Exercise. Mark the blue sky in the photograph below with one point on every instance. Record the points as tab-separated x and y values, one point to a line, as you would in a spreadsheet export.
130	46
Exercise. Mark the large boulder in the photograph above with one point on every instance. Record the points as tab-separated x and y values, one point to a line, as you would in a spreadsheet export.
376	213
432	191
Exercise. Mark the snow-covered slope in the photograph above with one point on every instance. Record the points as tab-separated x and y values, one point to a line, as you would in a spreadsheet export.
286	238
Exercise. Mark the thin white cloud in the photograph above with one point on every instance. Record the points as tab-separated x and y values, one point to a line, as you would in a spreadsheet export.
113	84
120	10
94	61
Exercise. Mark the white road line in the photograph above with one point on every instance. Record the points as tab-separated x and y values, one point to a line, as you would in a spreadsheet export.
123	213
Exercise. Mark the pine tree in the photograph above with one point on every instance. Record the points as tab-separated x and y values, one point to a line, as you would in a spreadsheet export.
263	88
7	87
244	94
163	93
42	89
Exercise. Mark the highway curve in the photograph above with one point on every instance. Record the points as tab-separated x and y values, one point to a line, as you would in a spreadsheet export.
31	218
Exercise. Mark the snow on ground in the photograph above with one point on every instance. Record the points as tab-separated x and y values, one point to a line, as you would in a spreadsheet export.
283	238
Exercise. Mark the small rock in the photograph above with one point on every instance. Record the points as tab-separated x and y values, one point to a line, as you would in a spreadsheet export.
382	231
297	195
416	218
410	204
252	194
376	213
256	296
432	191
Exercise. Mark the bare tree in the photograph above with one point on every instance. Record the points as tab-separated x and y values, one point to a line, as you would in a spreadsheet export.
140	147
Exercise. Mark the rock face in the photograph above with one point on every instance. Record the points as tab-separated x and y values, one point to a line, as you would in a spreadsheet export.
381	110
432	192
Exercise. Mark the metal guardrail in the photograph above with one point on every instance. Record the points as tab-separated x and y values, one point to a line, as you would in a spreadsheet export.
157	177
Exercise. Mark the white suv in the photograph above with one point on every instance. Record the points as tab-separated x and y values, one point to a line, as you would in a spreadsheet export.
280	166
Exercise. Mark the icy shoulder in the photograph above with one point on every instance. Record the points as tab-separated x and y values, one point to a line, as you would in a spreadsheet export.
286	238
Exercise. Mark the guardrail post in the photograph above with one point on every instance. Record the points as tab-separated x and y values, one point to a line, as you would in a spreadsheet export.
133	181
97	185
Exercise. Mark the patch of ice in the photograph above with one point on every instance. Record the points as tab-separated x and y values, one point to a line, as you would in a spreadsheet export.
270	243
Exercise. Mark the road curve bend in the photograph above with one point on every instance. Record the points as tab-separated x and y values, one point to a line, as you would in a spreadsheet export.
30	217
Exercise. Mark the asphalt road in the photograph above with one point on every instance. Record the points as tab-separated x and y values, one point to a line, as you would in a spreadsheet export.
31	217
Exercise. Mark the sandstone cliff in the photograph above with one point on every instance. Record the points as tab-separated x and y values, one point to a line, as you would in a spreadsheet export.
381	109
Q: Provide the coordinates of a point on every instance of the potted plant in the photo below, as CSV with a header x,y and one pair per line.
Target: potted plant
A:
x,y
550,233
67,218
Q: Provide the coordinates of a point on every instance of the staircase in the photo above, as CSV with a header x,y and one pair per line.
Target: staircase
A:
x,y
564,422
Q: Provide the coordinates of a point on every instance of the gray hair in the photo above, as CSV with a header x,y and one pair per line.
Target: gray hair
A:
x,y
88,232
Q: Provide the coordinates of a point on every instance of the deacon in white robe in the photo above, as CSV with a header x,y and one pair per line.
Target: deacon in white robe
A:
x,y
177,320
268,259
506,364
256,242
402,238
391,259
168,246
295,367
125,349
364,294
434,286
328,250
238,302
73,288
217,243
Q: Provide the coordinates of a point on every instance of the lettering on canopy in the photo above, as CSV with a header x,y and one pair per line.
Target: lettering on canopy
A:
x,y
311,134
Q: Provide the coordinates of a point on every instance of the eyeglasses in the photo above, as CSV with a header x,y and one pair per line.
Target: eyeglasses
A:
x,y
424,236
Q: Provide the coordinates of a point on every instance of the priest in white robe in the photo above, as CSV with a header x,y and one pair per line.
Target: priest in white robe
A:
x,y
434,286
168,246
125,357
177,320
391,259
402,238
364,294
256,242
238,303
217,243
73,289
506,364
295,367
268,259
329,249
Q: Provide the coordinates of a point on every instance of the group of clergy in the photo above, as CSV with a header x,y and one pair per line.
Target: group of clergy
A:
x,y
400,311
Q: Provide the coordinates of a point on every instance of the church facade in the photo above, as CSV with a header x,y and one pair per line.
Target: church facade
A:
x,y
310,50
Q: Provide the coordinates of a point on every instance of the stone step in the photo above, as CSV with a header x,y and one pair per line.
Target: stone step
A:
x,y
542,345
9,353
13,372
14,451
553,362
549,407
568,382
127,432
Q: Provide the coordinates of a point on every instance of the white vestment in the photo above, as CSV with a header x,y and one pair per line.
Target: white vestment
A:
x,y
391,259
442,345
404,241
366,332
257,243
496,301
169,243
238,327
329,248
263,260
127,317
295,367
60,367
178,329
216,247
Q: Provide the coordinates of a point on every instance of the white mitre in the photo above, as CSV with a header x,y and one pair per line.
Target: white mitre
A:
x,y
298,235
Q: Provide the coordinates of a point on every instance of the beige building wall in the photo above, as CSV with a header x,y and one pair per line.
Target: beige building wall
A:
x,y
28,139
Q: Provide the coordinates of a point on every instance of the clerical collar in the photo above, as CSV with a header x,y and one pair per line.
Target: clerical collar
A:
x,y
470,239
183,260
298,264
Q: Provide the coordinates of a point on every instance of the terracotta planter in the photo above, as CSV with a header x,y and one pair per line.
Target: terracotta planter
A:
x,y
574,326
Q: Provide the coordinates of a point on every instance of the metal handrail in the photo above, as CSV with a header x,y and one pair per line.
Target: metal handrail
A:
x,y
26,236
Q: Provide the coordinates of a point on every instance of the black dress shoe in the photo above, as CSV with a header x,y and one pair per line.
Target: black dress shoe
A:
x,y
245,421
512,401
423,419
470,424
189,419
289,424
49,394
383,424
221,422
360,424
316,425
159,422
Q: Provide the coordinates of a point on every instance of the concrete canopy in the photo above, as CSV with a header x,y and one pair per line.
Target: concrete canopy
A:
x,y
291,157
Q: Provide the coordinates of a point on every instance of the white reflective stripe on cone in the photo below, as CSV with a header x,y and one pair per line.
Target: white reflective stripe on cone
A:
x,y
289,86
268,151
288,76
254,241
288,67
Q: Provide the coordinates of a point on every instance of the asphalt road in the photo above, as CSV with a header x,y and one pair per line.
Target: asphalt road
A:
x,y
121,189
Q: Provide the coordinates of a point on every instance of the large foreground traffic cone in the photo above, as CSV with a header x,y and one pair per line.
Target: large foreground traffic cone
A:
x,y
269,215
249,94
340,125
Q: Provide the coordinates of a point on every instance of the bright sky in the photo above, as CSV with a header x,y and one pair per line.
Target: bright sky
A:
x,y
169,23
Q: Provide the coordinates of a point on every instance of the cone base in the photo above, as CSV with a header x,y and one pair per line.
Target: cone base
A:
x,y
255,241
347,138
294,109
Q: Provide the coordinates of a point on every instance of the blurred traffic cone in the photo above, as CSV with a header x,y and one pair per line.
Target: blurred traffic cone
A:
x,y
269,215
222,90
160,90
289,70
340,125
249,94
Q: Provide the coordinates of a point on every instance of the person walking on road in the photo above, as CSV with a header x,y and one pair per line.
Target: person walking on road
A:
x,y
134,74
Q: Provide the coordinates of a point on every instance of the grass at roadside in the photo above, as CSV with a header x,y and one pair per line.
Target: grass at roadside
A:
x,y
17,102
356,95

§ **WHAT TO WORK ON**: Nothing but the lines from the line with "of the blurred" to the last line of the listing above should appear; please retype them exactly, both ends included.

§ **COMPLETE ANSWER**:
Q: Provide the coordinates of a point on every instance of the blurred traffic cone in the photo above, as CSV with a header x,y and one pair per line.
Target: blurred traffic cone
A:
x,y
269,215
222,90
160,90
289,70
340,125
249,94
Q: Provide the coordinates of a point on every instance of the person walking on road in the photo above, as CSV with a header x,y and one pair per line.
Target: person walking on road
A:
x,y
134,74
Q: Provide the coordinates of a point on every instance of the grass at roadside in the photo above, as CSV with a header x,y and one pair per line.
Target: grass at roadside
A:
x,y
17,102
356,95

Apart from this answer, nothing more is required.